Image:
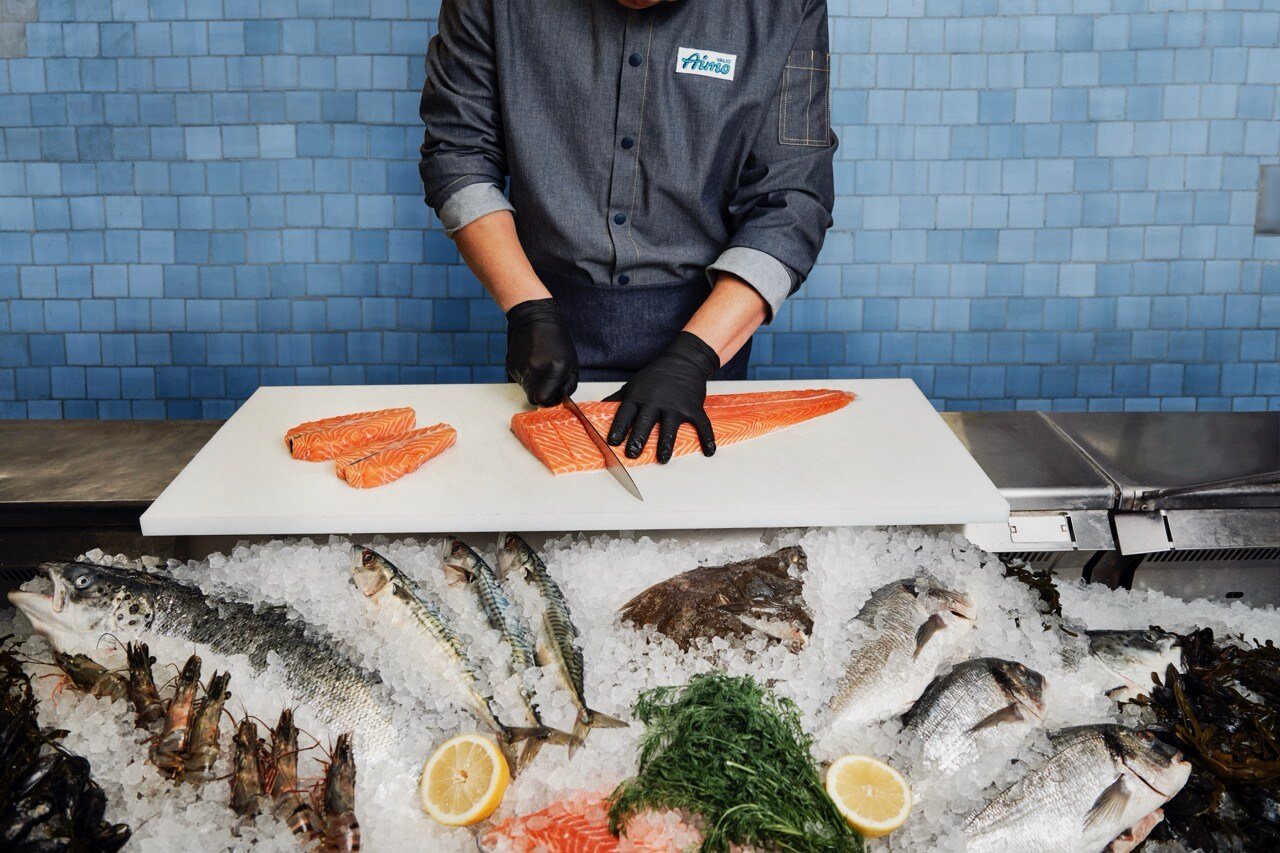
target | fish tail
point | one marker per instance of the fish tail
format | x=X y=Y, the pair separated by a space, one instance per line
x=534 y=743
x=588 y=720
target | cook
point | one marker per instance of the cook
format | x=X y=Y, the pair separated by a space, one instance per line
x=670 y=168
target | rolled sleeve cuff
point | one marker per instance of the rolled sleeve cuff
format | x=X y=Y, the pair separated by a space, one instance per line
x=469 y=204
x=771 y=278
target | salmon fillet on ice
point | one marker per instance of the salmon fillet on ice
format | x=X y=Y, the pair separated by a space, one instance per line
x=581 y=825
x=330 y=437
x=382 y=463
x=558 y=439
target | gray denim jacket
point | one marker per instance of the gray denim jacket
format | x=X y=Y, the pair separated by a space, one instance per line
x=643 y=147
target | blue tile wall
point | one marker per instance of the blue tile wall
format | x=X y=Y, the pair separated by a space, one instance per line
x=1042 y=204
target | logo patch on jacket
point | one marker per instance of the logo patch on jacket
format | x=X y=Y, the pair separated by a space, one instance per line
x=707 y=63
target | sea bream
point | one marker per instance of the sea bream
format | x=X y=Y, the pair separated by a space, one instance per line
x=557 y=637
x=1100 y=781
x=913 y=626
x=96 y=610
x=464 y=566
x=981 y=707
x=398 y=597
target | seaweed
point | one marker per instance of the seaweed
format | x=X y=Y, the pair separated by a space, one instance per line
x=48 y=799
x=1041 y=582
x=1223 y=711
x=734 y=753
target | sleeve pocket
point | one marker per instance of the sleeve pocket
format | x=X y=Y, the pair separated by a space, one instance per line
x=804 y=114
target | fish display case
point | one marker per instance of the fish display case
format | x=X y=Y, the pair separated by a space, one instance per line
x=872 y=634
x=1184 y=502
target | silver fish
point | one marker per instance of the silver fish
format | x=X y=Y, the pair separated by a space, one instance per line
x=918 y=625
x=464 y=566
x=388 y=587
x=1133 y=657
x=1098 y=781
x=97 y=609
x=557 y=637
x=981 y=706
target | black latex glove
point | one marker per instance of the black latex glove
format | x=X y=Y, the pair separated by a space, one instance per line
x=670 y=392
x=540 y=354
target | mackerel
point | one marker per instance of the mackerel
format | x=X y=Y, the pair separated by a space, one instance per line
x=557 y=635
x=464 y=566
x=385 y=585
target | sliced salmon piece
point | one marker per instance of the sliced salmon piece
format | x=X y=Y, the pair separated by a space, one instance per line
x=581 y=825
x=558 y=439
x=385 y=461
x=330 y=437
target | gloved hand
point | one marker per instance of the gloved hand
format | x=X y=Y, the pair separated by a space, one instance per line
x=540 y=354
x=668 y=392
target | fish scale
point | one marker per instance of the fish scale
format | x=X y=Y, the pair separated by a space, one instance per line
x=955 y=720
x=558 y=633
x=428 y=614
x=464 y=565
x=129 y=605
x=1057 y=806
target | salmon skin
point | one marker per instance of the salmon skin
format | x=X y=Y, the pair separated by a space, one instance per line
x=332 y=437
x=382 y=463
x=558 y=439
x=581 y=825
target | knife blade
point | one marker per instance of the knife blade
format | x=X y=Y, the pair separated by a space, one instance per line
x=612 y=464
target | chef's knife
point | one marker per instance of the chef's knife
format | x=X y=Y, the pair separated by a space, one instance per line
x=612 y=464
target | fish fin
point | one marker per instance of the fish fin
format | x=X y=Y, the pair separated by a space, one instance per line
x=456 y=575
x=526 y=756
x=515 y=760
x=588 y=720
x=606 y=721
x=1110 y=803
x=543 y=653
x=1009 y=714
x=931 y=626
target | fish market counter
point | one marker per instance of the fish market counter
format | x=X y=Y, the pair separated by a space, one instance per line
x=1187 y=500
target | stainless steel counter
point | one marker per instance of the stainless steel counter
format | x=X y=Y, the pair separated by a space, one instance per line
x=91 y=471
x=1185 y=502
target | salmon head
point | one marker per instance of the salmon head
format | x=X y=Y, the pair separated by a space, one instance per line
x=88 y=603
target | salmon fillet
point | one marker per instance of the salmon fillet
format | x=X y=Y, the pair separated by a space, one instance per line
x=557 y=438
x=385 y=461
x=330 y=437
x=581 y=825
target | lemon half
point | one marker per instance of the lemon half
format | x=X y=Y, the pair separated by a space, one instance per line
x=464 y=780
x=872 y=796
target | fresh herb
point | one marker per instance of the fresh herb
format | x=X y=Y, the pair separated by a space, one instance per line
x=732 y=752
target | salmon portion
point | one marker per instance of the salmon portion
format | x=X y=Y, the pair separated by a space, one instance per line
x=332 y=437
x=557 y=438
x=382 y=463
x=581 y=825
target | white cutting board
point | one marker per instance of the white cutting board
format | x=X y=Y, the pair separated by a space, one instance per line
x=885 y=459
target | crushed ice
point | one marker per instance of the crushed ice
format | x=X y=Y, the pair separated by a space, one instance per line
x=597 y=574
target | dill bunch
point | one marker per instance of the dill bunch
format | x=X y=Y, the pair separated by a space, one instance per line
x=732 y=752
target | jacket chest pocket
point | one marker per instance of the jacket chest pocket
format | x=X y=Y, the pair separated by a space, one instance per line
x=804 y=110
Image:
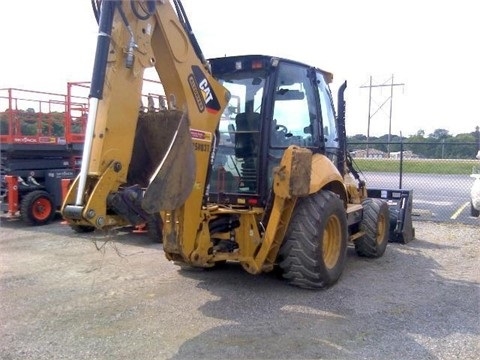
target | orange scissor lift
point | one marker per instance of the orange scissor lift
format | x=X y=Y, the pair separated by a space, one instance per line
x=41 y=137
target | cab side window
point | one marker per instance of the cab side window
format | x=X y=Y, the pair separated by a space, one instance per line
x=330 y=131
x=294 y=107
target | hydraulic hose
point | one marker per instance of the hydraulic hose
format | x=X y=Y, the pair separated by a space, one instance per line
x=96 y=89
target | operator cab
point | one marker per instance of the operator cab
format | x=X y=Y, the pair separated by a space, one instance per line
x=274 y=103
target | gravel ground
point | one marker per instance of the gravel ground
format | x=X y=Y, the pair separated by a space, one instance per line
x=62 y=298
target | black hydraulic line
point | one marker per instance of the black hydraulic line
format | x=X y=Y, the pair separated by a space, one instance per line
x=188 y=29
x=103 y=43
x=342 y=136
x=95 y=9
x=149 y=12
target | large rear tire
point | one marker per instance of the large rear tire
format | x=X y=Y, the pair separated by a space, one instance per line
x=376 y=224
x=37 y=208
x=313 y=252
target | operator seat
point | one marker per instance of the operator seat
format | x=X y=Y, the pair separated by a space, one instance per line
x=246 y=147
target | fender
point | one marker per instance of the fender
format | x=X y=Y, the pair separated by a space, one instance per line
x=324 y=174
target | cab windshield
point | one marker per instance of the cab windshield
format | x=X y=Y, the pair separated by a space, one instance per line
x=235 y=165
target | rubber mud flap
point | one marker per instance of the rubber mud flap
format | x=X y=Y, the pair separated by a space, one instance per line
x=173 y=180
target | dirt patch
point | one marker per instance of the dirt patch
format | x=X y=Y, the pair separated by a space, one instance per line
x=112 y=296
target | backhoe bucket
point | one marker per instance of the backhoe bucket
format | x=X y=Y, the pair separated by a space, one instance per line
x=400 y=203
x=163 y=160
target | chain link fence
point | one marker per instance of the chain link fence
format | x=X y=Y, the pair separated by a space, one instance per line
x=440 y=173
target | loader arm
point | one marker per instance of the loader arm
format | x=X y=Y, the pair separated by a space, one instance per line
x=133 y=36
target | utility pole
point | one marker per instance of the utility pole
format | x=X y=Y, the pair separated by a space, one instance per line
x=392 y=84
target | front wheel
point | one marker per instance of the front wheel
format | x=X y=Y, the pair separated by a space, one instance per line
x=314 y=250
x=37 y=208
x=376 y=224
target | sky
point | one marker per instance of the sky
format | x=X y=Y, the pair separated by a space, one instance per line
x=431 y=47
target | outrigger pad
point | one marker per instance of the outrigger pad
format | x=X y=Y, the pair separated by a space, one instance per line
x=163 y=160
x=400 y=204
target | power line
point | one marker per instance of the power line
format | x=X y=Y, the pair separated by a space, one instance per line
x=370 y=86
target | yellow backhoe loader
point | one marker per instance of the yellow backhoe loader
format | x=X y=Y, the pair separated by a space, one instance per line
x=247 y=161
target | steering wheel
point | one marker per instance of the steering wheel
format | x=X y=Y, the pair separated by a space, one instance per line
x=281 y=128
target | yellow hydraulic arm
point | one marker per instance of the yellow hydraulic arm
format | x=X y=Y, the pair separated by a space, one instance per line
x=135 y=35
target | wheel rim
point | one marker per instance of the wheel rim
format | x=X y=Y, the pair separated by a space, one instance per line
x=332 y=236
x=381 y=229
x=42 y=208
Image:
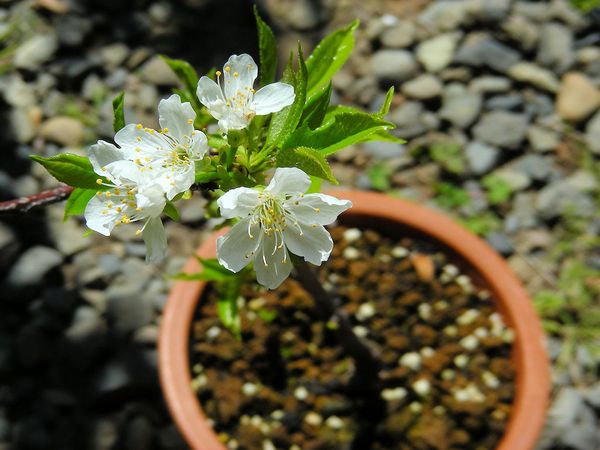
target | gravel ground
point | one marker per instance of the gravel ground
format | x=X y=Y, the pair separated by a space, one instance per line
x=499 y=101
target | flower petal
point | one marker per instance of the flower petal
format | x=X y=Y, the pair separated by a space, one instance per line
x=289 y=180
x=237 y=202
x=317 y=208
x=311 y=241
x=177 y=117
x=133 y=138
x=155 y=239
x=236 y=249
x=210 y=95
x=99 y=217
x=272 y=98
x=272 y=263
x=240 y=76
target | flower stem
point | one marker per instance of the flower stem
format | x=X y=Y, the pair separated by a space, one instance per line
x=367 y=364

Exercise:
Copy the stretch of the data above from the line containing "target | power line" through the line containing "x=281 y=128", renaming "backhoe loader" as "excavator" and leaving all else as it stands.

Result:
target | power line
point | one marker per instance of the power line
format | x=X y=Y, the pair separated by a space, one instance per line
x=370 y=86
target | yellow excavator
point | one marker per instance of the yellow excavator
format | x=X y=Y, the pair separated by a space, one instance per line
x=247 y=161
target | steering wheel
point | one marker per instance of the steering wheel
format | x=X y=Y, the pair separated by a space, one instance per line
x=281 y=128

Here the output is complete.